### Records for this task
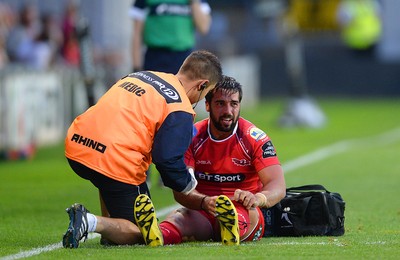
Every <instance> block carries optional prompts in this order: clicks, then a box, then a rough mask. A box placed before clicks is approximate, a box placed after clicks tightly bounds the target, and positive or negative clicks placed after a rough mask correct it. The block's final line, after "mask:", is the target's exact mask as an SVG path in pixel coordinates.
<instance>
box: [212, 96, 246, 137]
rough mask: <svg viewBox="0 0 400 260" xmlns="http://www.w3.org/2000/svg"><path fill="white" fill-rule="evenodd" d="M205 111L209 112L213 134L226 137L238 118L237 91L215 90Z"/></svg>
mask: <svg viewBox="0 0 400 260" xmlns="http://www.w3.org/2000/svg"><path fill="white" fill-rule="evenodd" d="M207 111H208V112H209V113H210V120H211V131H212V134H213V136H214V137H215V138H218V137H219V138H220V139H222V138H226V137H228V136H229V135H230V134H231V133H232V131H233V129H234V128H235V126H236V123H237V121H238V119H239V115H240V102H239V93H227V92H226V91H222V90H219V91H217V92H216V93H214V97H213V98H212V100H211V103H210V104H207Z"/></svg>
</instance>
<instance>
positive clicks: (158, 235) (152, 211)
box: [133, 194, 164, 246]
mask: <svg viewBox="0 0 400 260" xmlns="http://www.w3.org/2000/svg"><path fill="white" fill-rule="evenodd" d="M133 215H134V217H135V220H136V224H137V225H138V227H139V229H140V232H142V235H143V238H144V241H145V243H146V245H149V246H162V245H163V244H164V240H163V236H162V233H161V230H160V228H159V226H158V222H157V217H156V212H155V210H154V205H153V203H152V202H151V200H150V198H149V197H148V196H147V195H145V194H140V195H139V196H138V197H137V198H136V200H135V205H134V209H133Z"/></svg>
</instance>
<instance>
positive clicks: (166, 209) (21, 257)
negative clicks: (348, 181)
mask: <svg viewBox="0 0 400 260" xmlns="http://www.w3.org/2000/svg"><path fill="white" fill-rule="evenodd" d="M399 140H400V128H395V129H393V130H391V131H388V132H385V133H382V134H379V135H376V136H373V137H368V138H362V139H352V140H346V141H340V142H337V143H335V144H332V145H329V146H326V147H323V148H321V149H318V150H316V151H314V152H311V153H309V154H306V155H303V156H300V157H299V158H297V159H294V160H292V161H289V162H287V163H285V164H284V165H283V169H284V171H285V174H286V173H288V172H290V171H293V170H297V169H299V168H301V167H303V166H306V165H310V164H313V163H315V162H318V161H321V160H324V159H325V158H328V157H330V156H332V155H335V154H339V153H343V152H345V151H347V150H349V149H351V148H354V147H359V146H366V145H371V144H372V145H388V144H391V143H394V142H397V141H399ZM178 207H179V205H177V204H175V205H172V206H169V207H167V208H163V209H160V210H157V215H158V217H160V218H162V217H164V216H166V215H167V214H168V212H171V211H172V210H174V209H176V208H178ZM99 236H100V235H99V234H90V235H89V237H88V239H93V238H96V237H99ZM371 243H374V242H370V244H371ZM376 243H377V244H385V242H384V241H378V242H376ZM275 244H277V245H305V244H309V245H328V244H330V243H324V242H316V243H309V242H304V243H303V242H291V241H288V242H281V243H275ZM331 244H336V245H341V244H340V243H339V244H337V243H331ZM59 248H62V243H61V242H59V243H55V244H51V245H47V246H44V247H38V248H34V249H32V250H28V251H23V252H20V253H18V254H14V255H9V256H5V257H2V258H0V260H14V259H20V258H26V257H31V256H34V255H39V254H41V253H44V252H48V251H52V250H56V249H59Z"/></svg>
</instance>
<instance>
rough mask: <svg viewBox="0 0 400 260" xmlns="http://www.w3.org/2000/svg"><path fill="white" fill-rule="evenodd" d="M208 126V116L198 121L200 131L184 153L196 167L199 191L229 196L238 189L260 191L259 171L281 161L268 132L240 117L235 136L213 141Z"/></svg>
mask: <svg viewBox="0 0 400 260" xmlns="http://www.w3.org/2000/svg"><path fill="white" fill-rule="evenodd" d="M208 125H209V119H204V120H202V121H200V122H198V123H196V124H195V127H196V130H197V134H196V136H195V137H194V138H193V140H192V143H191V145H190V147H189V149H188V150H187V152H186V154H185V162H186V165H188V166H191V167H193V168H194V169H195V175H196V179H197V180H198V185H197V188H196V190H198V191H199V192H201V193H204V194H207V195H210V196H213V195H221V194H225V195H227V196H229V197H230V196H233V194H234V192H235V190H236V189H243V190H247V191H251V192H253V193H256V192H258V191H260V190H261V188H262V183H261V181H260V179H259V177H258V171H260V170H262V169H263V168H265V167H267V166H270V165H276V164H280V162H279V160H278V157H277V155H276V150H275V148H274V146H273V144H272V141H271V140H270V138H269V137H268V136H267V134H266V133H265V132H263V131H262V130H261V129H259V128H257V127H256V126H255V125H253V124H252V123H251V122H249V121H247V120H245V119H243V118H241V117H240V118H239V120H238V124H237V125H236V127H235V129H234V131H233V133H232V135H230V136H229V137H228V138H226V139H224V140H214V139H212V137H211V135H210V133H209V126H208Z"/></svg>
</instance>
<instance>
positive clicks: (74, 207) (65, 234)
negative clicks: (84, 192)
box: [63, 203, 89, 248]
mask: <svg viewBox="0 0 400 260" xmlns="http://www.w3.org/2000/svg"><path fill="white" fill-rule="evenodd" d="M66 211H67V213H68V215H69V226H68V229H67V232H66V233H65V235H64V236H63V247H65V248H77V247H78V246H79V242H80V241H81V240H82V239H83V242H84V241H86V239H87V236H88V221H87V213H89V211H88V210H87V209H86V208H85V207H84V206H83V205H81V204H78V203H75V204H74V205H72V206H71V207H69V208H67V209H66Z"/></svg>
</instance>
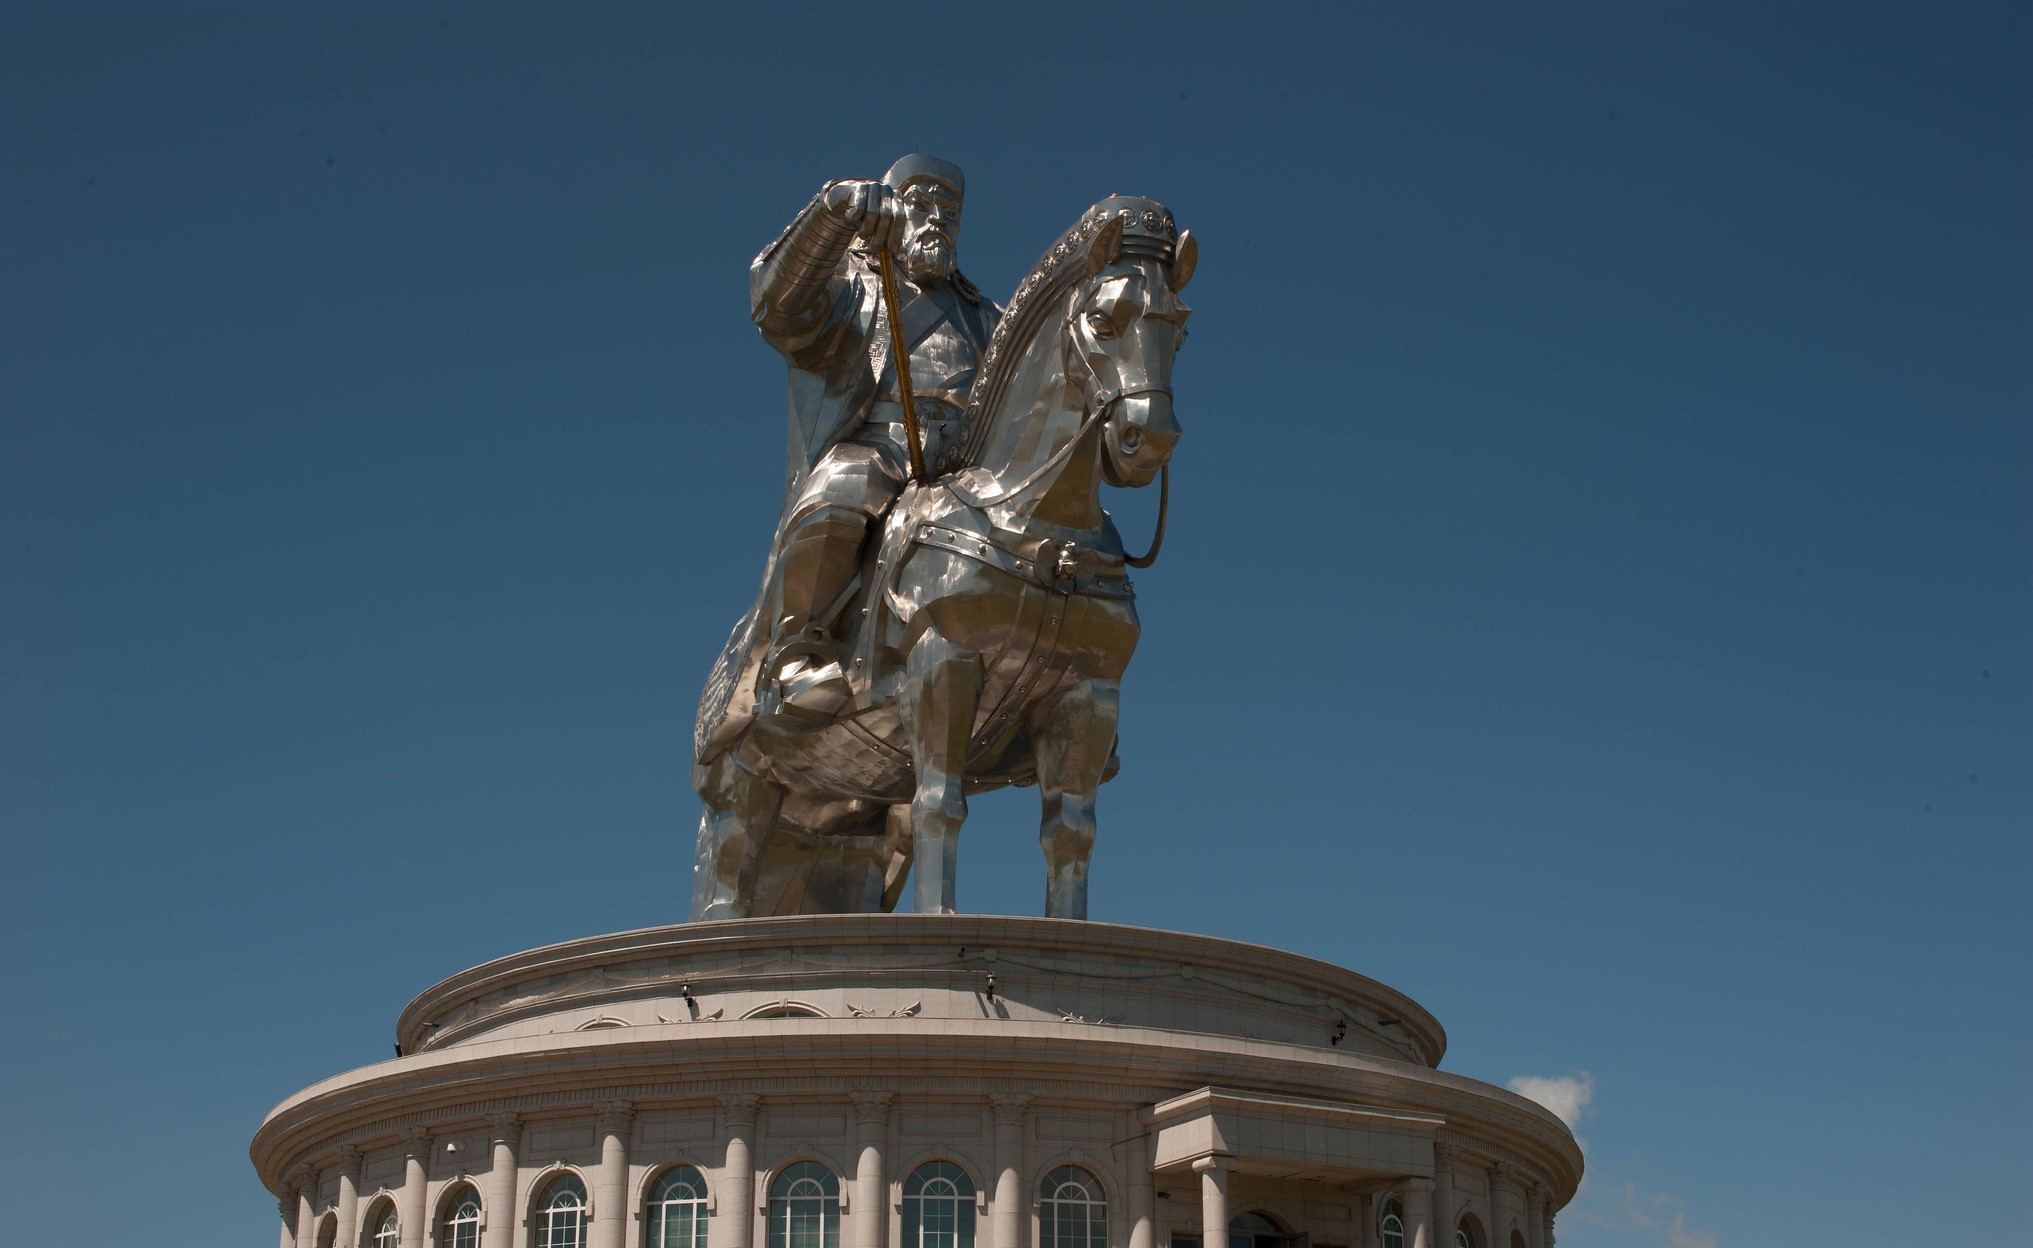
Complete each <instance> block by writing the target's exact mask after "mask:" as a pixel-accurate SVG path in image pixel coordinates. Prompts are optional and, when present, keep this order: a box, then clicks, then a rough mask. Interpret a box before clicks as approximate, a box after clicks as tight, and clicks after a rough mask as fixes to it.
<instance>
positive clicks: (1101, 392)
mask: <svg viewBox="0 0 2033 1248" xmlns="http://www.w3.org/2000/svg"><path fill="white" fill-rule="evenodd" d="M1073 358H1075V360H1080V366H1082V368H1086V370H1088V380H1092V382H1098V380H1102V376H1100V374H1098V372H1096V370H1094V364H1090V362H1088V356H1086V352H1073ZM1136 394H1163V396H1165V398H1171V386H1122V388H1116V390H1100V392H1096V394H1094V398H1092V404H1094V411H1092V413H1090V415H1088V419H1084V421H1082V423H1080V429H1075V431H1073V437H1069V439H1065V445H1061V447H1059V449H1057V451H1053V453H1051V457H1049V459H1045V461H1043V463H1039V465H1037V470H1035V472H1031V476H1027V478H1025V480H1021V482H1019V484H1014V486H1010V488H1008V490H1004V492H1002V496H1000V498H976V496H974V494H970V492H968V488H966V486H962V484H960V478H958V476H956V478H951V480H947V484H945V488H947V490H951V492H953V498H958V500H960V502H964V504H968V506H972V508H974V510H988V508H992V506H1002V504H1004V502H1010V500H1014V498H1023V496H1025V494H1029V492H1031V490H1033V488H1037V484H1039V482H1043V480H1045V476H1047V474H1051V472H1057V470H1059V467H1061V465H1063V463H1065V459H1067V457H1071V453H1073V447H1077V445H1080V443H1082V439H1086V437H1088V431H1090V429H1094V425H1096V423H1098V421H1100V419H1102V417H1106V415H1108V409H1112V407H1114V404H1116V402H1120V400H1124V398H1134V396H1136ZM1169 500H1171V461H1169V459H1167V461H1165V463H1163V465H1161V467H1159V488H1157V531H1155V533H1153V535H1151V549H1149V551H1145V553H1143V555H1124V563H1128V565H1130V567H1151V565H1153V563H1157V553H1159V549H1161V547H1163V545H1165V510H1167V502H1169Z"/></svg>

### Required work
Repeat the records above exactly, without pictures.

### Problem solution
Every <instance> block carries optional prompts in this order: clicks, then a box, then a rough mask. A box placed before clicks is approximate, a box placed after clicks tightly bounds the target, and positive or negative clicks placed after a rough mask correct it. The block's final line, after "mask:", is the target's exact mask as an SVG path in pixel coordinates.
<instance>
box: [212, 96, 246, 137]
rough mask: <svg viewBox="0 0 400 260" xmlns="http://www.w3.org/2000/svg"><path fill="white" fill-rule="evenodd" d="M205 111L209 112L213 134L226 137L238 118L237 91L215 90Z"/></svg>
mask: <svg viewBox="0 0 400 260" xmlns="http://www.w3.org/2000/svg"><path fill="white" fill-rule="evenodd" d="M207 111H208V112H209V113H210V120H211V131H212V134H213V136H214V137H215V138H218V137H219V138H220V139H222V138H226V137H228V136H229V135H230V134H231V133H232V131H233V129H234V128H235V126H236V123H237V121H238V119H239V115H240V102H239V93H227V92H226V91H222V90H219V91H217V92H216V93H214V97H213V98H212V100H211V103H210V104H207Z"/></svg>
</instance>
<instance>
positive clicks: (158, 235) (152, 211)
box: [133, 194, 164, 246]
mask: <svg viewBox="0 0 400 260" xmlns="http://www.w3.org/2000/svg"><path fill="white" fill-rule="evenodd" d="M133 215H134V217H135V220H136V224H137V225H138V227H139V229H140V232H142V235H143V238H144V241H145V243H146V245H149V246H162V245H163V244H164V240H163V236H162V233H161V230H160V228H159V226H158V222H157V217H156V212H155V210H154V205H153V203H152V202H151V200H150V198H149V197H148V196H147V195H145V194H140V195H139V196H138V197H137V198H136V200H135V205H134V209H133Z"/></svg>
</instance>
<instance>
positive clicks: (166, 209) (21, 257)
negative clicks: (348, 181)
mask: <svg viewBox="0 0 400 260" xmlns="http://www.w3.org/2000/svg"><path fill="white" fill-rule="evenodd" d="M399 140H400V128H395V129H393V130H391V131H388V132H385V133H382V134H379V135H376V136H373V137H368V138H362V139H352V140H346V141H340V142H337V143H335V144H332V145H329V146H326V147H323V148H321V149H318V150H316V151H314V152H311V153H309V154H306V155H303V156H300V157H299V158H297V159H294V160H292V161H289V162H287V163H285V164H284V165H283V169H284V171H285V174H286V173H288V172H290V171H293V170H297V169H299V168H301V167H303V166H306V165H310V164H313V163H315V162H318V161H321V160H324V159H325V158H328V157H330V156H332V155H335V154H339V153H343V152H345V151H347V150H349V149H351V148H354V147H359V146H366V145H371V144H372V145H388V144H391V143H394V142H397V141H399ZM178 207H179V205H177V204H175V205H172V206H169V207H167V208H163V209H160V210H157V215H158V217H160V218H162V217H164V216H166V215H167V214H168V212H171V211H172V210H174V209H176V208H178ZM99 236H100V235H99V234H90V235H89V237H88V239H93V238H96V237H99ZM371 243H374V242H370V244H371ZM376 243H377V244H385V242H384V241H378V242H376ZM275 244H277V245H305V244H309V245H328V244H330V243H324V242H316V243H309V242H304V243H303V242H291V241H288V242H281V243H275ZM331 244H336V245H341V244H340V243H339V244H337V243H331ZM59 248H62V243H61V242H59V243H55V244H51V245H47V246H44V247H38V248H34V249H32V250H28V251H23V252H20V253H18V254H14V255H9V256H5V257H2V258H0V260H14V259H20V258H26V257H31V256H34V255H39V254H41V253H44V252H48V251H52V250H56V249H59Z"/></svg>
</instance>
<instance>
rough mask: <svg viewBox="0 0 400 260" xmlns="http://www.w3.org/2000/svg"><path fill="white" fill-rule="evenodd" d="M208 126V116L198 121L200 131L184 153L196 167L199 191L229 196L238 189L260 191L259 171L281 161L268 132L240 117L235 136L213 141Z"/></svg>
mask: <svg viewBox="0 0 400 260" xmlns="http://www.w3.org/2000/svg"><path fill="white" fill-rule="evenodd" d="M208 125H209V119H204V120H202V121H200V122H198V123H196V124H195V127H196V130H197V134H196V136H195V137H194V138H193V140H192V143H191V145H190V147H189V149H188V150H187V152H186V154H185V162H186V165H188V166H191V167H193V168H194V169H195V175H196V179H197V180H198V185H197V188H196V190H198V191H199V192H201V193H204V194H207V195H210V196H213V195H221V194H225V195H227V196H229V197H230V196H233V194H234V192H235V190H236V189H243V190H247V191H251V192H253V193H256V192H258V191H260V190H261V188H262V183H261V181H260V179H259V177H258V171H260V170H262V169H263V168H265V167H267V166H270V165H276V164H280V162H279V160H278V157H277V155H276V150H275V148H274V146H273V144H272V141H271V140H270V138H269V137H268V136H267V134H266V133H265V132H263V131H262V130H261V129H259V128H257V127H256V126H255V125H253V124H252V123H251V122H249V121H247V120H245V119H243V118H241V117H240V118H239V120H238V124H237V125H236V127H235V129H234V131H233V133H232V135H230V136H229V137H228V138H226V139H224V140H214V139H212V137H211V135H210V133H209V126H208Z"/></svg>
</instance>
<instance>
positive clicks: (74, 207) (65, 234)
negative clicks: (84, 192)
box: [63, 203, 89, 248]
mask: <svg viewBox="0 0 400 260" xmlns="http://www.w3.org/2000/svg"><path fill="white" fill-rule="evenodd" d="M66 211H67V213H68V215H69V226H68V229H67V232H66V233H65V235H64V236H63V247H65V248H77V247H78V246H79V242H80V241H81V240H82V239H83V242H84V241H86V239H87V236H88V221H87V213H89V211H88V210H87V209H86V208H85V207H84V206H83V205H81V204H78V203H75V204H74V205H72V206H71V207H69V208H67V209H66Z"/></svg>
</instance>
Complete each <instance> block by writing the target's exact mask after "mask:" as a pixel-accurate SVG path in image pixel coordinates. Prompts are optional and, when present, keep this order: a box, then clicks, then a rough mask. Interpret a box before clicks as approximate, a box after clicks as tight, and clicks after a rough mask as fixes to it.
<instance>
positive clicks: (1101, 392)
mask: <svg viewBox="0 0 2033 1248" xmlns="http://www.w3.org/2000/svg"><path fill="white" fill-rule="evenodd" d="M1073 358H1075V360H1080V366H1082V368H1086V370H1088V380H1092V382H1098V380H1102V376H1100V374H1098V372H1096V370H1094V364H1090V362H1088V356H1086V352H1073ZM1136 394H1163V396H1165V398H1171V386H1122V388H1116V390H1100V392H1096V394H1094V398H1092V404H1094V411H1092V413H1090V415H1088V419H1084V421H1082V423H1080V429H1075V431H1073V437H1069V439H1065V445H1061V447H1059V449H1057V451H1053V453H1051V457H1049V459H1045V461H1043V463H1039V465H1037V470H1035V472H1031V476H1027V478H1025V480H1021V482H1019V484H1014V486H1010V488H1008V490H1004V492H1002V496H1000V498H976V496H974V494H970V492H968V488H966V486H962V484H960V478H958V476H956V478H951V480H947V484H945V488H947V490H951V492H953V498H958V500H960V502H964V504H968V506H972V508H974V510H988V508H992V506H1002V504H1004V502H1010V500H1014V498H1023V496H1025V494H1029V492H1031V490H1033V488H1037V484H1039V482H1043V480H1045V476H1047V474H1051V472H1057V470H1059V467H1061V465H1063V463H1065V459H1067V457H1071V453H1073V447H1077V445H1080V443H1082V439H1086V437H1088V431H1090V429H1094V425H1096V423H1098V421H1100V419H1102V417H1106V415H1108V409H1112V407H1114V404H1116V402H1120V400H1124V398H1134V396H1136ZM1169 500H1171V461H1169V459H1167V461H1165V463H1163V465H1161V467H1159V488H1157V531H1155V533H1153V535H1151V549H1149V551H1145V553H1143V555H1124V563H1128V565H1130V567H1151V565H1153V563H1157V553H1159V549H1161V547H1163V545H1165V510H1167V502H1169Z"/></svg>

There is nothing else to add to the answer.